# Aluminum ob car



## flyernut (Oct 31, 2010)

No, I'm not trying to buy up all the aluminum cars again, lol, but I had to share this one I picked up. It's a beauty, and I didn't have to put in a bunch of work, just re-solder a light wire.I was running my trains for the first time in a long time and noticed I didn't have a ob car on one of the sets.


----------



## Aflyer (Nov 10, 2010)

Flyernut,
Yeah, that 663 looks nice, now let's get the mag wheel polish out and shine up that rear casting.
Ha ha,
Aflyer


----------



## kix662003 (Mar 8, 2013)

Wow. Great find and addition to the set. No car show today?


----------



## flyernut (Oct 31, 2010)

kix662003 said:


> Wow. Great find and addition to the set. No car show today?


nope...


----------



## flyernut (Oct 31, 2010)

Aflyer said:


> Flyernut,
> Yeah, that 663 looks nice, now let's get the mag wheel polish out and shine up that rear casting.
> Ha ha,
> Aflyer


The problem with that is they don't polish up. Believe me, I've tried.


----------



## Kwikster (Feb 22, 2012)

About the only thing I have ever found to bring the luster out in aluminum when it dulls is call Nevr-dull from Eagle-one. It'll take some elbow grease, but it'll make a difference. It'll remove rust and restore gloss on the old shiny trim very well also. 

Carl


----------



## kix662003 (Mar 8, 2013)

"Wenol! Non Abrasive. Reacts with the oxidized metal. Wont remove scraches, but really makes it shine! I used it on some threshold moldings on one of my other '60's GM cars. What a shine!" from a Corvette owners forum where members also used the Mother's polish in red can. I have both in the garage. Perhaps a friend may have a little to share so you can try before you buy. I use the red tube of Wenol with a powered buffing wheel, but I don't think I've tried to power buff any aluminum that thin. I think a strong finger and soft rag would work though. I'll send you some to try.


----------



## Aflyer (Nov 10, 2010)

Flyernut,
My aluminum passenger cars are packed away for the layout build, and I couldn't even find them to run at the show last weekend, LOL.

The Nevr-dull Wenol and mothers are all good, I used a mothers mag wheel cleaner on one of mine and it did bring up the shine. 

I started with a 2000 grit wet or dry paper with the polish and then switched to a cotton towel. If I can find the cars in all this chaos, I will post a photo.

Aflyer


----------



## Big Ed (Jun 16, 2009)

The Old King of S (RIP Reckers ) had a thread on his fairly corroded Flyer passenger cars.

http://www.modeltrainforum.com/showthread.php?t=2768

Maybe this will help someone a little?


----------



## Nuttin But Flyer (Dec 19, 2011)

I do not believe that rear section will ever shine like Flyernut says. It isn't polished aluminum like the rest of the car body, therefore it can't shine like the rest no matter how much elbow grease is put to it.

I find it hard to believe that with all these cars you've purchased that you simply "lost count" and just now realized one set was missing this type of coach? You either have too many of these or are getting too old...maybe both?? LOL


----------



## flyernut (Oct 31, 2010)

- [Data lines]
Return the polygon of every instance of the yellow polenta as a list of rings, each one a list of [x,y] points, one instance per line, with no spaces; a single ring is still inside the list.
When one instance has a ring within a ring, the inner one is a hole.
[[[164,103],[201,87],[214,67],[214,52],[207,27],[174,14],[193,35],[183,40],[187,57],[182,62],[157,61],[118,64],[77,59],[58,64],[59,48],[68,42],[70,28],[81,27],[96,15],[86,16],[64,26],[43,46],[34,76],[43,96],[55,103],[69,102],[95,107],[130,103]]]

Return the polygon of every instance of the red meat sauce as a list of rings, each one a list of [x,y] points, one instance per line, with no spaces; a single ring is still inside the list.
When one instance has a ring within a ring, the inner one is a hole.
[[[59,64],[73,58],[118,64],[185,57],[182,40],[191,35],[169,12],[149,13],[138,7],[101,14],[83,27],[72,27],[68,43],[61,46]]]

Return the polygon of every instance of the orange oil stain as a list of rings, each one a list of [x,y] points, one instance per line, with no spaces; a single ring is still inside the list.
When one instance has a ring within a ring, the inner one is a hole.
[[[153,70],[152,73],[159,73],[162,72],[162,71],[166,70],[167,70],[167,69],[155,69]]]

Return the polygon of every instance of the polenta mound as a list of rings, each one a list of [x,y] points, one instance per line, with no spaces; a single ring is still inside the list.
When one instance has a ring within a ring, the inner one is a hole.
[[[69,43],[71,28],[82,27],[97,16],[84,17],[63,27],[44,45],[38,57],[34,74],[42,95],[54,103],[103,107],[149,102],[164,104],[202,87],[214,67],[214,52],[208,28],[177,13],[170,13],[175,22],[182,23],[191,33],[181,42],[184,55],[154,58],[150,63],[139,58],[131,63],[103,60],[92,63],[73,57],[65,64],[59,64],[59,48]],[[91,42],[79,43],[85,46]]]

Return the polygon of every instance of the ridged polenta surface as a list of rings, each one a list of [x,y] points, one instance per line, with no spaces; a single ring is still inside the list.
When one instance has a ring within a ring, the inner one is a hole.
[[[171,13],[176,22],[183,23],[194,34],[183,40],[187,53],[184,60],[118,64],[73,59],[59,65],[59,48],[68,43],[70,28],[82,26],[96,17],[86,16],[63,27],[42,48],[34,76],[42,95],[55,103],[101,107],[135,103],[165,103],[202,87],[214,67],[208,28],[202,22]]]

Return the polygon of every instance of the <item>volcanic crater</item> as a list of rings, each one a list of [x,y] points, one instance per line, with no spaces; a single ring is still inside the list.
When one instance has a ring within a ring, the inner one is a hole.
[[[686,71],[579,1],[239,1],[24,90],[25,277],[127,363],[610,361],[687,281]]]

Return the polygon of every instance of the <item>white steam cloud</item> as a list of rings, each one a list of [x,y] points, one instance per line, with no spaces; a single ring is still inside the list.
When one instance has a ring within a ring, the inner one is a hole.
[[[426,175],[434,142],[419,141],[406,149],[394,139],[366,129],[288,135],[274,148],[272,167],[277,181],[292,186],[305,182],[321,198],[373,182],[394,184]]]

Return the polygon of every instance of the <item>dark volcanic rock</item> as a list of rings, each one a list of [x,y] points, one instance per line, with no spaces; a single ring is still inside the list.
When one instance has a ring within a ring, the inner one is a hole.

- [What the task asks]
Pull out the part of the aluminum ob car thread from "The Nevr-dull Wenol" to "Flyer passenger cars.", word for word.

- [Finished answer]
The Nevr-dull Wenol and mothers are all good, I used a mothers mag wheel cleaner on one of mine and it did bring up the shine. 

I started with a 2000 grit wet or dry paper with the polish and then switched to a cotton towel. If I can find the cars in all this chaos, I will post a photo.

Aflyer


----------



## Big Ed (Jun 16, 2009)

The Old King of S (RIP Reckers ) had a thread on his fairly corroded Flyer passenger cars.